:: Entries shown ::

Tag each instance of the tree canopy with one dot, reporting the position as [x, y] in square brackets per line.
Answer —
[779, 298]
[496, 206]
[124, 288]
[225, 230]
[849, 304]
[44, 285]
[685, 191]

:::

> [What to do]
Print the records above again, word for word, with every line unchanged.

> [Written reply]
Tag each instance of the tree canopy with one dot, reporting the position as [x, y] in square brackets per line.
Answer —
[779, 298]
[496, 206]
[124, 288]
[225, 230]
[849, 304]
[44, 285]
[685, 191]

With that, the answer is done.